The problem
The answer must restate the records below word for word.
Top of Data supplied
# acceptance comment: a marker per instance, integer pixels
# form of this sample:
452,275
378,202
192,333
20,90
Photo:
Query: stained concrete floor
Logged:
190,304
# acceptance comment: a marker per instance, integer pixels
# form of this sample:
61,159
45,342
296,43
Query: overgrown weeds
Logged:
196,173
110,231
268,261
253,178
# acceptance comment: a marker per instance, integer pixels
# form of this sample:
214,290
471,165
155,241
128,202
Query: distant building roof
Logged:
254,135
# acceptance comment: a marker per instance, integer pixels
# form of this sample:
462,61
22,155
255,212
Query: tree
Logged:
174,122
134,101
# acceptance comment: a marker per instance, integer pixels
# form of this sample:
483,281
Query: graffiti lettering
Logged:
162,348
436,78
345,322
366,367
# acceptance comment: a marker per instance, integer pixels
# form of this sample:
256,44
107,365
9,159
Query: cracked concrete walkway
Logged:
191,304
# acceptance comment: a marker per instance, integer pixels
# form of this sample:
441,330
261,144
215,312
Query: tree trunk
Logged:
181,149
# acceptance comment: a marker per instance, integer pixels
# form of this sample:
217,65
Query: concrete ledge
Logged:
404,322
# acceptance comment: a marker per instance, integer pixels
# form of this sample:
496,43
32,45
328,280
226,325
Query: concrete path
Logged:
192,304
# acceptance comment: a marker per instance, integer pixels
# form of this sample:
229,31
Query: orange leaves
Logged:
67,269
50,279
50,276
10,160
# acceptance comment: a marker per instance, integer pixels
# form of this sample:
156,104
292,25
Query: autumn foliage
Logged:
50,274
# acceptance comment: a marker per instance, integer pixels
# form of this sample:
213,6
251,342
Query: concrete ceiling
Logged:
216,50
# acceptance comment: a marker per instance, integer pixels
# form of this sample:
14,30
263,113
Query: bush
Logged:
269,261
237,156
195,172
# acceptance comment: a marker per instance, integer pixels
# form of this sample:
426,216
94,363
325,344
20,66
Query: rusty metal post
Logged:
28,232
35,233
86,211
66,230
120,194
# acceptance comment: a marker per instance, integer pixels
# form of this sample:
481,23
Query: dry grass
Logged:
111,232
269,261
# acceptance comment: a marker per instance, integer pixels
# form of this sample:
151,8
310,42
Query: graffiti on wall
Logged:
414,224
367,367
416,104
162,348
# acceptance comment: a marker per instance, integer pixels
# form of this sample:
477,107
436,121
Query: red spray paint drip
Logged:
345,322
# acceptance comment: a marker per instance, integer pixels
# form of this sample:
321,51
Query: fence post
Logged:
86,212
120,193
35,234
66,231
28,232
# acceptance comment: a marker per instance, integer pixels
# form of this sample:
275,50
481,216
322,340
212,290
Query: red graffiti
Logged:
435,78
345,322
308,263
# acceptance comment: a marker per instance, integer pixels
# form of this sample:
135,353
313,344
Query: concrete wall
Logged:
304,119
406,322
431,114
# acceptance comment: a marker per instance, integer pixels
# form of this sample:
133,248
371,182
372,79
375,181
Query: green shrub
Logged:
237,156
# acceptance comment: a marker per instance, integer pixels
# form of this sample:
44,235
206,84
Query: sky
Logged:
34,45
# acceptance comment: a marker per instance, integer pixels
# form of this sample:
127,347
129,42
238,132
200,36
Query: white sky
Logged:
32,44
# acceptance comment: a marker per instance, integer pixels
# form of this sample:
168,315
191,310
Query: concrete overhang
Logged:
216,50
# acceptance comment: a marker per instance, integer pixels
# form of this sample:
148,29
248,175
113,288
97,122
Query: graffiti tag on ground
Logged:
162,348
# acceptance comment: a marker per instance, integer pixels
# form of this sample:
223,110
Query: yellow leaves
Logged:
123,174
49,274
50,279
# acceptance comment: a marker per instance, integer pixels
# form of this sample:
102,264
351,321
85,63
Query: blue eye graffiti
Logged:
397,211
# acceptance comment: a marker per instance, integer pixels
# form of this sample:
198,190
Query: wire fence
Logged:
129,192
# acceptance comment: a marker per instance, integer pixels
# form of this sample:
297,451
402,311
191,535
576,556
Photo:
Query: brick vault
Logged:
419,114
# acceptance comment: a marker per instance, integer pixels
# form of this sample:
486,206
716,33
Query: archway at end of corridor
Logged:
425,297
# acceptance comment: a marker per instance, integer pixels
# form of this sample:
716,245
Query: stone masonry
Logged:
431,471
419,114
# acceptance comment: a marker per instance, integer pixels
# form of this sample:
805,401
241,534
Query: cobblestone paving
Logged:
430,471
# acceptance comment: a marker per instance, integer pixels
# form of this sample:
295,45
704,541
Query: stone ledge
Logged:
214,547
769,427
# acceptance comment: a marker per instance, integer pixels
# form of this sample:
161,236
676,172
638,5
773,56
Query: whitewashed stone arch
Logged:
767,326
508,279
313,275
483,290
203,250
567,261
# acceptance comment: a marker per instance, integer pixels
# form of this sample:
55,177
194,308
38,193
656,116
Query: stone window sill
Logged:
Bottom of Data supplied
Exercise answer
# acceptance comment: a marker per instance, integer pixels
# form of this sample:
452,275
378,202
192,333
20,90
Photo:
Query: stained concrete floor
Logged:
190,304
# acceptance comment: a marker per instance, integer pixels
# form of this sample:
61,159
45,342
296,43
Query: overgrown weeds
Logged:
196,173
110,231
268,261
253,178
# acceptance comment: a marker per instance, integer pixels
# form of this sample:
214,290
471,165
155,241
128,202
Query: distant building roof
Logged:
254,135
# acceptance comment: a marker per instance, integer pixels
# form of this sample:
462,61
22,155
255,212
Query: tree
Logged:
174,122
134,101
# acceptance comment: a marker per instance, integer pixels
# form of this sample:
483,281
Query: graffiti lettering
Logged:
162,348
436,78
345,322
366,367
# acceptance comment: a marker per instance, integer pixels
# form of this sample:
256,44
107,365
9,159
Query: cracked concrete walkway
Logged:
191,304
# acceptance comment: a marker per instance, integer pixels
# form of this sample:
441,330
261,144
215,312
Query: tree trunk
Logged:
181,149
# acceptance comment: a marker per instance, integer pixels
# form of this sample:
217,65
Query: concrete ledge
Logged:
404,322
# acceptance comment: a marker per instance, integer pixels
# form of this sample:
496,43
32,45
328,280
226,325
Query: concrete path
Logged:
192,304
# acceptance comment: a marker per instance, integer pixels
# form of this sample:
229,31
Query: orange leaves
Logged:
67,269
50,279
50,276
10,160
# acceptance comment: a marker per instance, integer pixels
# form of this sample:
156,104
292,25
Query: autumn foliage
Logged:
50,274
# acceptance comment: a marker per instance, integer pixels
# form of this sample:
213,6
251,342
Query: concrete ceiling
Logged:
216,50
# acceptance comment: a marker per instance, integer pixels
# form of this sample:
14,30
263,113
Query: bush
Logged:
269,261
237,156
195,172
# acceptance comment: a marker per instance, integer pixels
# form of this sample:
426,216
94,363
325,344
20,66
Query: rusty metal post
Logged:
28,232
35,233
86,211
66,230
120,194
# acceptance comment: a marker per instance, integer pixels
# form of this sample:
481,23
Query: dry grass
Logged:
111,232
269,261
# acceptance comment: a marker per instance, integer pixels
# form of this sample:
151,8
310,42
Query: graffiti on wall
Logged:
414,224
367,367
416,104
162,348
# acceptance comment: a marker per instance, integer pixels
# form of this sample:
477,107
436,121
Query: red spray paint drip
Logged:
345,322
# acceptance comment: a marker per instance, integer pixels
# form of this sample:
321,51
Query: fence post
Logged:
86,212
120,193
35,234
66,231
28,232
# acceptance comment: a marker per instance, integer pixels
# form of this sample:
275,50
481,216
322,340
212,290
Query: red graffiti
Logged:
435,78
345,322
308,263
# acceptance comment: a marker per instance, integer pixels
# form of this sample:
135,353
313,344
Query: concrete wall
Logged:
304,119
406,322
431,114
# acceptance comment: a marker per instance, integer pixels
# form of this sample:
133,248
371,182
372,79
375,181
Query: green shrub
Logged:
237,156
# acceptance comment: a marker per instance, integer pixels
# form of this sample:
44,235
206,84
Query: sky
Logged:
34,45
# acceptance comment: a marker per instance, integer pixels
# form of this sample:
127,347
129,42
238,132
200,36
Query: white sky
Logged:
32,44
# acceptance comment: a marker per instance, integer pixels
# form of this sample:
168,315
191,310
Query: concrete overhang
Logged:
216,50
# acceptance comment: a marker per instance, integer pixels
# form of this sample:
148,29
248,175
113,288
97,122
Query: graffiti tag on ground
Logged:
162,348
# acceptance comment: a marker per instance, integer pixels
# form of this sample:
223,110
Query: yellow leaves
Logged:
123,174
49,274
50,279
# acceptance comment: a marker per instance, integer pixels
# form of this sample:
102,264
351,321
85,63
Query: blue eye graffiti
Logged:
397,211
# acceptance comment: a marker per instance, integer pixels
# form of this sample:
198,190
Query: wire fence
Logged:
129,192
# acceptance comment: a marker per instance, integer pixels
# form of this sample:
297,451
402,311
191,535
576,556
Photo:
Query: brick vault
Logged:
419,114
# acceptance comment: a marker per instance, integer pixels
# form of this sample:
486,206
716,33
Query: archway at end of corridor
Logged:
425,297
# acceptance comment: a marker per instance, integer pixels
# form of this sample:
716,245
Query: stone masonry
Logged:
431,471
419,114
# acceptance comment: a marker per instance, integer pixels
# form of this sample:
805,401
241,534
Query: cobblestone paving
Logged:
430,471
# acceptance comment: a marker per instance, integer pixels
# form of this sample:
295,45
704,541
Query: stone ledge
Logged:
214,547
769,427
# acceptance comment: a marker per instance, integer pixels
# form of this sample:
161,236
676,172
638,5
773,56
Query: whitewashed stone arch
Logged:
767,326
508,279
313,275
483,290
203,250
567,261
# acceptance comment: a marker per instance, integer pixels
# form of this sample:
55,177
194,308
38,193
656,116
Query: stone window sill
Logged:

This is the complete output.